----- KUTIPAN TEKS
Jumat 31 Jan 2020 01:19 WIB

Tanggapan KAMMI dan PMII Soal Kampus Merdeka

Kampus Merdeka dinilai terlalu berorientasi pada industri.

Rep: Inas Widyanuratikah/ Red: Dwi Murdaningsih
Menteri Pendidikan dan Kebudayaan (Mendikbud) Nadiem Anwar Makarim menyampaikan Program dan Kebijakan Pendidikan Tinggi bertajuk Merdeka Belajar: Kampus Belajar di Gedung Kemendikbud, Jakarta, Jumat (24/1/2020).
Foto: Antara/Aprillio Akbar
Menteri Pendidikan dan Kebudayaan (Mendikbud) Nadiem Anwar Makarim menyampaikan Program dan Kebijakan Pendidikan Tinggi bertajuk Merdeka Belajar: Kampus Belajar di Gedung Kemendikbud, Jakarta, Jumat (24/1/2020).

REPUBLIKA.CO.ID, JAKARTA -- Sejumlah organisasi ekstra kampus menanggapi kebijakan Kampus Merdeka yang dirilis oleh Menteri Pendidikan dan Kebudayaan (Mendikbud) Nadiem Makarim tentang Kampus Merdeka. Ketua Umum Pengurus Pusat Kesatuan Aksi Mahasiswa Muslim Indonesia (KAMMI), Elevan Yusmanto menilai kebijakan tersebut terlalu berorientasi pada industri.

"Memang Nadiem ini mengaskan bahwa, kementerian menegaskan kembali posisi pendidikan Indonesia, melalui Kampus Merdeka itu memfasilitasi bahwasanya kampus itu pro terhadap liberalisasi dan pro kapitalisasi di industri pendidikan," kata Elevan, saat dihubungi Republika.co.id, Kamis (30/1).

Baca Juga

Sebelumnya, Elevan sempat menyangka bahwa Nadiem akan membawa pendidikan lebih kepada sektor industri pada awal mantan bos Gojek tersebut dipilih sebagai menteri. Saat ini, sangkaannya tersebut semakin terlihat dengan kebijakan kampus merdeka tersebut.

"Tapi, dengan kampus merdeka itu menandakan dengan terang benderang bahwa ada kapitalisasi pendidikan," kata Elevan menegaskan.

Ia pun menyinggung soal konstitusi yang ada di Indonesia. Apabila merujuk pada konstitusi, kata dia, amanatnya adalah pendidikan untuk pencerdasan dan juga kemerdekaan. Jadi, anak-anak Indonesia dibentuk supaya lebih cerdas agar bisa merdeka secara sepenuhnya.

Diksi merdeka yang digunakan Nadiem menurut Elevan tidak sesuai dengan konstitusi tersebut. Mestinya, kurikulum pendidikan tinggi dibentuk agar lebih membuat masyarakat Indonesia dalam hal ekonomi, industri, pangan, dan sebagainya.
----------
▸ SOAL LATIHAN
1. Jawablah pertanyaan berikut berdasarkan berita tentang Kampus Merdeka.
(a) Siapa Ketua Umum Pengurus Pusat KAMMI?
(b) Pada hari dan tanggal berapa Elevan dihubungi Republika.co.id?
(c) Menurut Elevan, apa amanat konstitusi untuk pendidikan?
2. Sebutkan jumlah baris data yang memuat kata "mule". Huruf besar dan huruf kecil dibedakan. Tulis angkanya saja.
Berita di atas dan baris data sesudahnya adalah bahan yang terpisah.
----- DATA SUMBER
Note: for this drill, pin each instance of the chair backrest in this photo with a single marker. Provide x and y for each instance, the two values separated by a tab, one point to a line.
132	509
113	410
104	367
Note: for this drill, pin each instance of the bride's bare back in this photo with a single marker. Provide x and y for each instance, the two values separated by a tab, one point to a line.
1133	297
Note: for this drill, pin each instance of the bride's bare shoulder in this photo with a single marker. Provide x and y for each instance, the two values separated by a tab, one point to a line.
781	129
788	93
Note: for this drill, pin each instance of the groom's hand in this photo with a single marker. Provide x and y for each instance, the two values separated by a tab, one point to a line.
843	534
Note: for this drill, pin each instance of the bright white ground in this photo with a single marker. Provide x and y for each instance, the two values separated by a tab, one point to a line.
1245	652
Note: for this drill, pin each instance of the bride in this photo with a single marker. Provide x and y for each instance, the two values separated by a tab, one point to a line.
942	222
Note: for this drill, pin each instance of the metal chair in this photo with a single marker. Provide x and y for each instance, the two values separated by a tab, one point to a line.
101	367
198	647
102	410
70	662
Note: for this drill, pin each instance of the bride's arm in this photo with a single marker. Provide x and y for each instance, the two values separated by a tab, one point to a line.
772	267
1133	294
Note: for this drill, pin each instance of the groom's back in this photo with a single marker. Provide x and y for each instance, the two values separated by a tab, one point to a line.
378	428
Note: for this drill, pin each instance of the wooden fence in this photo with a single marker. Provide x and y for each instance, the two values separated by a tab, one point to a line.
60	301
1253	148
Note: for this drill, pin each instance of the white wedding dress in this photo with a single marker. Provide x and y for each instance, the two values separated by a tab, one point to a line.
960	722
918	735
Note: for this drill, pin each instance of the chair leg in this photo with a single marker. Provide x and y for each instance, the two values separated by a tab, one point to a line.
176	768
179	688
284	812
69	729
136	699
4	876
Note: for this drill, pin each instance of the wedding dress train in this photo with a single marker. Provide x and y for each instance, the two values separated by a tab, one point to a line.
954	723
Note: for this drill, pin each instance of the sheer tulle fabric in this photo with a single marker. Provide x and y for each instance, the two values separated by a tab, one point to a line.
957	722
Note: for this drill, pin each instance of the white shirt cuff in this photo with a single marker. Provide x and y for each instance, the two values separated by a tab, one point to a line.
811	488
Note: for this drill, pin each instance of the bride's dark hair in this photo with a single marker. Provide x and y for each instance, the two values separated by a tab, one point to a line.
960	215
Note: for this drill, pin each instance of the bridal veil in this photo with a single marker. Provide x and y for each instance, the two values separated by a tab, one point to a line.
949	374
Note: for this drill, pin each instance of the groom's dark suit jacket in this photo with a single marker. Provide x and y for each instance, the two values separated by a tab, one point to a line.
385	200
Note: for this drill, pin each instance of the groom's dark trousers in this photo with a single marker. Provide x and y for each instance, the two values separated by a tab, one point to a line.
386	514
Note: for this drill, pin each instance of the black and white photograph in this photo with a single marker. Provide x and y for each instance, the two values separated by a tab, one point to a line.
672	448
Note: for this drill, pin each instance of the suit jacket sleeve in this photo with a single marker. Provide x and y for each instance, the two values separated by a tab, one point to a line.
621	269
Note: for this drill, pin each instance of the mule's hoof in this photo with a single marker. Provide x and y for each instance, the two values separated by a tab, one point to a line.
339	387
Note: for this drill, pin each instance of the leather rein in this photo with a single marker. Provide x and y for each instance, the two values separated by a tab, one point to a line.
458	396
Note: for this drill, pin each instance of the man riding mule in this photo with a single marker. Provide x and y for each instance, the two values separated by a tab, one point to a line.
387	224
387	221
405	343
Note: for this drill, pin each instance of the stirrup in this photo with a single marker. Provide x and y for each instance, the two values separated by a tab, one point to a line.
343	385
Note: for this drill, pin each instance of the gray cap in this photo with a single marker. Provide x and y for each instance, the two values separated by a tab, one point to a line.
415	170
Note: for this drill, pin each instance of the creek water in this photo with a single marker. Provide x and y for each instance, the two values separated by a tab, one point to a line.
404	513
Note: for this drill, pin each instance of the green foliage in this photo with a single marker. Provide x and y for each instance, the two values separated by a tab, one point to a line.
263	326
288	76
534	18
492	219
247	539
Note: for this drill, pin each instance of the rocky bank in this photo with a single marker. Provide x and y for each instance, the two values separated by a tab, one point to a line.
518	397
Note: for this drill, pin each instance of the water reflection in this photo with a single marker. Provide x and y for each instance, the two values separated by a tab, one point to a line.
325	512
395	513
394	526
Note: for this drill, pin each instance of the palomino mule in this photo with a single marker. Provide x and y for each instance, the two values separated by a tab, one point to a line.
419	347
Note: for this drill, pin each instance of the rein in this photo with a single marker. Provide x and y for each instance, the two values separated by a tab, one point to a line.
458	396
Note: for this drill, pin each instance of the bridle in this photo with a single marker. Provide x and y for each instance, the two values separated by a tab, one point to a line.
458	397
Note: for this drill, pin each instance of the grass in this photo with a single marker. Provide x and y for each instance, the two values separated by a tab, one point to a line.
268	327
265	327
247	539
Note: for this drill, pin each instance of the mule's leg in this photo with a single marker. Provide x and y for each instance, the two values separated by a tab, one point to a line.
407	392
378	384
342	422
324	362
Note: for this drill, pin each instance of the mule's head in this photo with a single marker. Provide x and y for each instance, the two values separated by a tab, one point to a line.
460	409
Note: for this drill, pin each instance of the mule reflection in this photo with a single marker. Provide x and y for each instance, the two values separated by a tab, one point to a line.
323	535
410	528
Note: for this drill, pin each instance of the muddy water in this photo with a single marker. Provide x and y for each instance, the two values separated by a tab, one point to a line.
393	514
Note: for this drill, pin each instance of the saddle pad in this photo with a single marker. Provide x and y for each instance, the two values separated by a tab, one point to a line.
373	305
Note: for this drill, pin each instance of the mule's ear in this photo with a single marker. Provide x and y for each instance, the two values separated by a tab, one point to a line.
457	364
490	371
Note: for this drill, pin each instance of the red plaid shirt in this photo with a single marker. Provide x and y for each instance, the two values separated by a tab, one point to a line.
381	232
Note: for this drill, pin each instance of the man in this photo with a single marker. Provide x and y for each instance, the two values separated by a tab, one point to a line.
----------
▸ KUNCI JAWABAN
1.
(a) Elevan Yusmanto
(b) Kamis (30/1)
(c) Pendidikan untuk pencerdasan dan juga kemerdekaan

2. 7